>> Begin Provided material

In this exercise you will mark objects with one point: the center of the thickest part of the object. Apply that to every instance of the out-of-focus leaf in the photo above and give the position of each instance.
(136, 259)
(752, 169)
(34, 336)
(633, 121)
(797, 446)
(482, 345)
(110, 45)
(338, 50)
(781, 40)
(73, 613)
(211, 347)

>> End Provided material

Task to complete = Format every line of the entries above as a Markdown table with two columns, "Row" for the row number and "Line" for the line itself. Omit any blank lines.

Expected answer =
| Row | Line |
|---|---|
| 1 | In this exercise you will mark objects with one point: the center of the thickest part of the object. Apply that to every instance of the out-of-focus leaf in the photo above and give the position of each instance. |
| 2 | (136, 259) |
| 3 | (752, 169) |
| 4 | (34, 336) |
| 5 | (633, 121) |
| 6 | (797, 446) |
| 7 | (482, 345) |
| 8 | (110, 45) |
| 9 | (338, 50) |
| 10 | (781, 40) |
| 11 | (73, 613) |
| 12 | (211, 347) |